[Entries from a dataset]
⁂
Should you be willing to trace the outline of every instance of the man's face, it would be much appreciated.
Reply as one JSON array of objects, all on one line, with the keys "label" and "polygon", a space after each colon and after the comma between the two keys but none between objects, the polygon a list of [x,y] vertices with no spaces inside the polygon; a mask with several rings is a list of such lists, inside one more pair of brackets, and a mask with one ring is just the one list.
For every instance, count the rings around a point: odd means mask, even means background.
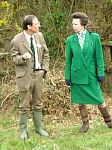
[{"label": "man's face", "polygon": [[80,19],[73,19],[72,21],[73,30],[76,33],[81,32],[84,30],[84,26],[81,25]]},{"label": "man's face", "polygon": [[32,33],[37,33],[39,32],[39,28],[40,28],[40,22],[35,17],[34,20],[32,21],[32,26],[29,25],[28,29],[30,29]]}]

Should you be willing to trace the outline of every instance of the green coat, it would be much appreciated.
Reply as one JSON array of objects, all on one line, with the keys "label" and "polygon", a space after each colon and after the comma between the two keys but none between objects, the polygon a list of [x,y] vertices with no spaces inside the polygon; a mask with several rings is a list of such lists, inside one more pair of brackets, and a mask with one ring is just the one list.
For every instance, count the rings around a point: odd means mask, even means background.
[{"label": "green coat", "polygon": [[104,99],[97,81],[97,77],[100,76],[104,76],[104,60],[99,35],[86,31],[82,50],[77,34],[69,36],[66,40],[65,80],[71,81],[72,102],[103,103]]}]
⁂
**EXERCISE GOAL**
Which rows contain the word "every" with matching capitalization? Pull out each such row in full.

**TASK RESULT**
Should you be willing to trace the outline of every instance of the man's face, it would be much appreciated.
For every instance, count the rings around a point: odd means mask, even means background.
Should you be willing to trace the outline of every instance of the green coat, it would be much appreciated.
For every instance, count the rings around a point: odd means mask, even means background.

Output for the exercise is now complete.